Biden saved Nevada. Nevada’s unlikely to return the favor. • Nevada Current
How good a president has Joe Biden been for Nevada?
So good that even the highest ranking elected Republican in the state, Gov. Joe Lombardo, has repeatedly tied himself to Biden’s achievements.
In a couple of instances – applauding a $2 billion federal investment in a lithium battery plant or more than $6 billion in federal grants and financing assistance for the high speed train between Las Vegas and California – Lombardo has acknowledged the role of Biden administration policies in those projects and posed in front of cameras with members of Biden’s cabinet.
But more commonly, Lombardo has embraced Biden administration achievements by pretending he, not Biden, deserves credit for them.
On multiple occasions, the Lombardo aligned Better Nevada PAC has touted consecutive months of Nevada job growth “under Gov. Joe Lombardo’s leadership.”
The Lombardo PAC never acknowledges that all those months of job growth, and an additional twice as many more, occurred under Biden’s leadership.
A couple months ago Lombardo’s office issued a statement saying the governor was “pleased to announce” hundreds of millions of dollars in rural broadband infrastructure investment in Nevada.
The statement from Lombardo’s office neglected to mention that nearly every dime of that money was made available by the federal bipartisan infrastructure bill and the American Rescue Plan Act, the first shepherded into law by the Biden administration with scant congressional Republican support, and the latter with none at all.
And Lombardo is fond of boasting about signing a “historic” education budget during the 2023 legislative session that provides $12 billion in education spending over two years.
What made that possible? After all, merely two years earlier the state was facing severe budget cuts as a result of pandemic-related economic upheaval.
Yet when Lombardo was sworn in as governor in January 2023, no new Nevada governor had ever inherited such a rosy budget scenario.
The plumpy budget was of course all thanks to Biden administration legislation, most notably the American Rescue Plan Act, which provided billions to prop up Covid-hammered state and local governments.
Biden’s recovery legislation was also orders of magnitude larger and far more smartly targeted than the recovery program following the Great Recession (from which Nevada never fully recovered; unlike Biden, Obama did not save Nevada).
ARPA created an economic recovery from the pandemic that was quicker and more ferocious than anyone had thought possible. No state benefited more from that recovery than Nevada, because no state’s economy was hit harder by the pandemic and needed assistance more.
Biden’s infrastructure bill and the (inadequately named) Inflation Reduction Act will continue contributing to economic growth and a more evenly shared prosperity for decades to come. The IRA is also by far the most serious legislation in history to confront the climate crisis and develop a clean energy economy – no small consideration for a state with two of the nation’s fastest-warming cities.

### Supplied material
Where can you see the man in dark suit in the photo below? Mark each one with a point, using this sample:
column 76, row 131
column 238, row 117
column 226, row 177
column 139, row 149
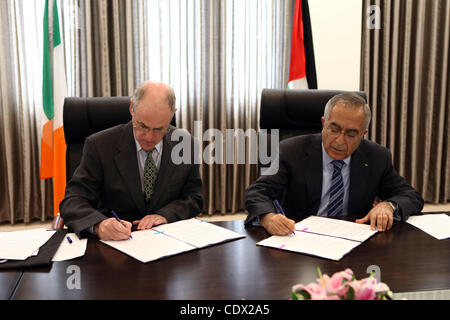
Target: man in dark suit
column 335, row 173
column 129, row 169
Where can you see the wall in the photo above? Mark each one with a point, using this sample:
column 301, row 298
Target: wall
column 336, row 27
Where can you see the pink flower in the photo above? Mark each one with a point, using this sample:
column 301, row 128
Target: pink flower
column 337, row 282
column 316, row 291
column 342, row 285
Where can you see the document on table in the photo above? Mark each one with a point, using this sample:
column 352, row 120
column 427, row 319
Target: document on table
column 173, row 238
column 313, row 244
column 336, row 228
column 19, row 245
column 436, row 225
column 323, row 237
column 69, row 251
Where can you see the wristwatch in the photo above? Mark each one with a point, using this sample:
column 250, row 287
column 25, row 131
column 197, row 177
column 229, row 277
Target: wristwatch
column 392, row 204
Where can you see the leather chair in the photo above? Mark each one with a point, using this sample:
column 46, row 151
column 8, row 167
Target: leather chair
column 85, row 116
column 294, row 112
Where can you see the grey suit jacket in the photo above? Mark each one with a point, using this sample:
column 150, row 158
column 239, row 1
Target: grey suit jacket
column 298, row 182
column 108, row 179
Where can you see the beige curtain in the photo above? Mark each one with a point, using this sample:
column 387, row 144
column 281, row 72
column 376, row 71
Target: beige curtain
column 405, row 72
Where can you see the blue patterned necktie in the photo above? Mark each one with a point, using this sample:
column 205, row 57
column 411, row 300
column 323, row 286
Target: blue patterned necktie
column 150, row 173
column 336, row 202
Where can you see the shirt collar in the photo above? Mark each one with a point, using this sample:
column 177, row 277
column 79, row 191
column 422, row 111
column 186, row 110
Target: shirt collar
column 327, row 159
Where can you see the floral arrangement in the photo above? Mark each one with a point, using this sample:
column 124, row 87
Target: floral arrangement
column 342, row 286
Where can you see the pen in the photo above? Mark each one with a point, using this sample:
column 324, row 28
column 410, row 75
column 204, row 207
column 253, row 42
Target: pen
column 117, row 218
column 280, row 210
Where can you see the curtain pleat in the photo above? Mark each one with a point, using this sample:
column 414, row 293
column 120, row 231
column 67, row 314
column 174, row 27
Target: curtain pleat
column 405, row 74
column 24, row 197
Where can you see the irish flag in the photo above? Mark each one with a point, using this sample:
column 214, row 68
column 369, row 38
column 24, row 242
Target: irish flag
column 54, row 90
column 302, row 70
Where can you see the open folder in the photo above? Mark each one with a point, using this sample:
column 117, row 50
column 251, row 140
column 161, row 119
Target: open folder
column 173, row 238
column 323, row 237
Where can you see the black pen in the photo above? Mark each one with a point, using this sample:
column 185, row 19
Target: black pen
column 117, row 218
column 280, row 210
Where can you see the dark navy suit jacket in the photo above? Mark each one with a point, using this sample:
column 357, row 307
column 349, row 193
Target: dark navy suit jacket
column 298, row 181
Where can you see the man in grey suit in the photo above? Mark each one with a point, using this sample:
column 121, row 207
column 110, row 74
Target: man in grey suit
column 335, row 173
column 129, row 170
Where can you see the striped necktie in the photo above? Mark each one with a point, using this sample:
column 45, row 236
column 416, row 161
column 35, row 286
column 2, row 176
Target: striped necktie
column 150, row 173
column 336, row 202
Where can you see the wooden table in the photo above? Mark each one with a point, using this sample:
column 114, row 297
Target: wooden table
column 8, row 283
column 409, row 260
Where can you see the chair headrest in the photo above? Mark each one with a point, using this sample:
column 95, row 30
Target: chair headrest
column 85, row 116
column 292, row 109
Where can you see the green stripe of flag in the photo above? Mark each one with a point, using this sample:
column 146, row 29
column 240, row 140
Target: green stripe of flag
column 47, row 87
column 47, row 90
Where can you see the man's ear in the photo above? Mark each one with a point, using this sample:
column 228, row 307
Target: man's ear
column 131, row 106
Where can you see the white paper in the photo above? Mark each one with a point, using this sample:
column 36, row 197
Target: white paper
column 313, row 244
column 19, row 245
column 149, row 245
column 68, row 251
column 436, row 225
column 170, row 239
column 198, row 233
column 336, row 228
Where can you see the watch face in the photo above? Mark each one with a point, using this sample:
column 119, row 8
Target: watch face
column 392, row 205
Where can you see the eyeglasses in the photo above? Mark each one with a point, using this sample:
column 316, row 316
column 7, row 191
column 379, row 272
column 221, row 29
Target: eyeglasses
column 142, row 128
column 336, row 131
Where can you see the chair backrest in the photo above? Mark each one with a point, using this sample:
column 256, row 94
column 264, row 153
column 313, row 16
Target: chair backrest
column 295, row 112
column 85, row 116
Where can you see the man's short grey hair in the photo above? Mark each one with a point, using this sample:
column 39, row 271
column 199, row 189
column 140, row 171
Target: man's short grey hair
column 349, row 99
column 140, row 92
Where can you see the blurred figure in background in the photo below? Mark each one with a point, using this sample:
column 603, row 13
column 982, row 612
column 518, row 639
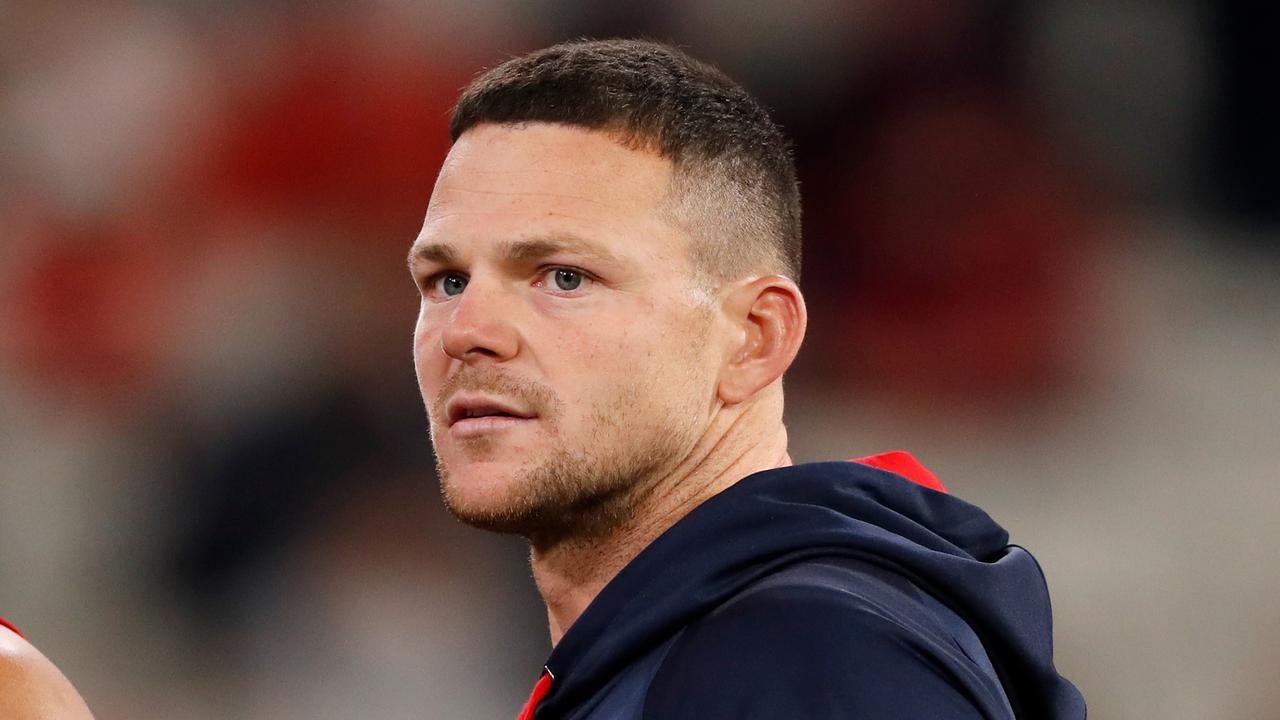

### Task to carry out
Reproduce word for word the passage of the column on Biden and Nevada that opens with the words "ARPA created an" and closes with "nation’s fastest-warming cities.".

### Reply
ARPA created an economic recovery from the pandemic that was quicker and more ferocious than anyone had thought possible. No state benefited more from that recovery than Nevada, because no state’s economy was hit harder by the pandemic and needed assistance more.
Biden’s infrastructure bill and the (inadequately named) Inflation Reduction Act will continue contributing to economic growth and a more evenly shared prosperity for decades to come. The IRA is also by far the most serious legislation in history to confront the climate crisis and develop a clean energy economy – no small consideration for a state with two of the nation’s fastest-warming cities.